■ **SUPPLIED TEXT**:
Ernoneura argus
A small, brown, bristly fly with wing markings that make it very distinctive. The fore margin is brownish and the wing membrane has numerous round brown spots placed adjacent to the main veins and mostly with a veinlet, or at least a trace of one at the centre. Occiput, thorax and abdomen brownish yellow. Frons and basal antennal joints red-brown. Face and jowls dusted pale grey. Palps yellowish and elongate. Proboscis shining black. Thoracic dorsum with shining black stripes. Wing length: ♂ 4.4 - 5.1 - 5.9 mm (2); ♀ 5.0 - 5.3 - 5.7 mm (4).
The larvae is aquatic and its biology is described by Nelson (1989)[1]: Adults brought into captivity readily mated and females laid eggs when provided with moss containing caddis egg masses. Newly hatched larvae congregated on the egg masses where they appeared to feed on the surface of the jelly, rather than on the eggs themselves. Larvae were not successfully reared in captivity, but mature larvae were found in the field amongst water washed roots of a Scot's pine projecting into the edges of Loch Mallachie. This substrate supported little other life apart from tipulid larvae and oligochaete worms. Available adults records are all date from June and July.
References
Found beside oligotrophic lochs with shingle or boggy edges. Adults 'skate' low over the water surface. This is a species of tundra lake shores and is recorded from very few localities in Britain. It was first discovered at Loch Garten (Sharp, 1910)[1] and this remains its best known locality (including Loch Mallachie - on the same reserve) and one where it can be found in abundance (records from 1906, 1910, 1935, 1967, 1982, 1988, 1991, 2008). Sharp also reports that Yerbury had previously found it near Thurso and Collin (1958)[2] adds Loch Einich, Speyside (Collin's specimen dated 1933). There are specimens in the collection of the Natural History Museum from Loch Etchachan, Aberdeenshire (taken by Coe in 1951) and a small lochan on Lewis (caught by Bloomfield & Vardy in 1962) and a published record from a lochan near Loch Ericht, Perthshire (Horsfield, 1989)[3]. A record from a small lough on Harbottle Moors, Northumberland in 1980 was submitted to the ISR by Ian Wallace. Adults in May to August. This appears to be a widespread, but decidedly northern, Holarctic species which Vockeroth (1987)[4] describes as "Arctic" in North America and Gorodkov (1984)[5] lists from Siberia, Taimyr and north of Western Europe.

[Extracted records]
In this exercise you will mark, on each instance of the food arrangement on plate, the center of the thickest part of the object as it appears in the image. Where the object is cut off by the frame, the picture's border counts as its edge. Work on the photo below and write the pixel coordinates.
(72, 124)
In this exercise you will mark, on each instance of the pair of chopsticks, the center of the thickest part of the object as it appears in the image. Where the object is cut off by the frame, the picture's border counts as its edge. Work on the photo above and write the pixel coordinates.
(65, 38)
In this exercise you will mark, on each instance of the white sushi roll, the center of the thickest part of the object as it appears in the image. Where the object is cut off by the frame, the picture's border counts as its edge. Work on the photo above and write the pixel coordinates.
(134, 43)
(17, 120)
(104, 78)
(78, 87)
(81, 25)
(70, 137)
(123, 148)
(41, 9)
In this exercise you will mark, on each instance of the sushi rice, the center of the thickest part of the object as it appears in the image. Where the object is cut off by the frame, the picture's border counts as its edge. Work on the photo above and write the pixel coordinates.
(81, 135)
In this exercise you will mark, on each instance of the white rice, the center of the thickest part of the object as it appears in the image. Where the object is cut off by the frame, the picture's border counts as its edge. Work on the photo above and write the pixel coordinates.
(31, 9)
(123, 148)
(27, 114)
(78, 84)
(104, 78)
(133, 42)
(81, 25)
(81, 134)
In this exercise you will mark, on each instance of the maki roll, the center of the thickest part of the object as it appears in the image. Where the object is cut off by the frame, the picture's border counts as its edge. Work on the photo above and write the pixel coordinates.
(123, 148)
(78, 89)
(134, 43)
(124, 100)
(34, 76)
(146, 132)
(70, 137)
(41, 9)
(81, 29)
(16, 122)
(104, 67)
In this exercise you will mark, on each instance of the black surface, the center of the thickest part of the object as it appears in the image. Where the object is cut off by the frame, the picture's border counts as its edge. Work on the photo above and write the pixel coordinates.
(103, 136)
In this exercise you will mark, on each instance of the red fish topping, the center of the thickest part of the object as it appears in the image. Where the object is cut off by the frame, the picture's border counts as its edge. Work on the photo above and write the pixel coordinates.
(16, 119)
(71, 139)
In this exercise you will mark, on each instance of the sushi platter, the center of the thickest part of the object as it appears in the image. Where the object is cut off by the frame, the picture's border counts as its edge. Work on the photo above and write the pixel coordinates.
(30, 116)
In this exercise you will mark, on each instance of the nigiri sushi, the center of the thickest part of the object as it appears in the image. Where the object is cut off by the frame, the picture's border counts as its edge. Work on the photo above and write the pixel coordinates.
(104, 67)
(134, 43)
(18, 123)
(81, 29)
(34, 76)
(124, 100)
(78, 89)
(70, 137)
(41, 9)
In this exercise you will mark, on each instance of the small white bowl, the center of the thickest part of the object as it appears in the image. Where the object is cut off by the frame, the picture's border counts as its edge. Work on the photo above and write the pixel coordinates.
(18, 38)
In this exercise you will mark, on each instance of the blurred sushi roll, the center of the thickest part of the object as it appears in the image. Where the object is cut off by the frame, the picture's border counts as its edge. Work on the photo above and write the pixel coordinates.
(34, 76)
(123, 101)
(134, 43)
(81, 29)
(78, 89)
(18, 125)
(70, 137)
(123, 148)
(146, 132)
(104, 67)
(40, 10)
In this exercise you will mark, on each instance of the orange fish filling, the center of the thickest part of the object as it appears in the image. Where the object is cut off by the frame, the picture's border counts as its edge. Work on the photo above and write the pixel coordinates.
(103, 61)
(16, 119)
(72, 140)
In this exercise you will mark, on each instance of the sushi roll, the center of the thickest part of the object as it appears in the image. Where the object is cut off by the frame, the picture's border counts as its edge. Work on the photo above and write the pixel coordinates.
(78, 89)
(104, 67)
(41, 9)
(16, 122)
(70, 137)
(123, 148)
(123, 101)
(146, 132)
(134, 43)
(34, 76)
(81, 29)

■ **TASK LIST**:
• A. In the Ernoneura argus account, at which loch was the species first discovered?
• B. Return the passage of the Ernoneura argus account that starts at "Ernoneura argus" and ends at "5.7 mm (4).".

■ **ANSWERS PER TASK**:
• A. Loch Garten.

• B.
Ernoneura argus
A small, brown, bristly fly with wing markings that make it very distinctive. The fore margin is brownish and the wing membrane has numerous round brown spots placed adjacent to the main veins and mostly with a veinlet, or at least a trace of one at the centre. Occiput, thorax and abdomen brownish yellow. Frons and basal antennal joints red-brown. Face and jowls dusted pale grey. Palps yellowish and elongate. Proboscis shining black. Thoracic dorsum with shining black stripes. Wing length: ♂ 4.4 - 5.1 - 5.9 mm (2); ♀ 5.0 - 5.3 - 5.7 mm (4).